# [Excerpts from a point labeling dataset]
>>>>>

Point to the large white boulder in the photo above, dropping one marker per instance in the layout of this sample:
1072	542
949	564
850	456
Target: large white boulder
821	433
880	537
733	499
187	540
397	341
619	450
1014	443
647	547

<<<<<

# [SHORT PROBLEM]
Format every line of the material above as a numbered list and leave out any blank lines.

# [TASK OUTPUT]
1. Point to the large white boulder in the photo above, dropping one marker per instance in the layout of this sample:
2. 1072	542
3. 949	564
4. 850	456
5. Target: large white boulder
6. 821	433
7. 880	537
8. 733	499
9. 187	540
10. 397	341
11. 619	450
12. 1014	443
13. 647	547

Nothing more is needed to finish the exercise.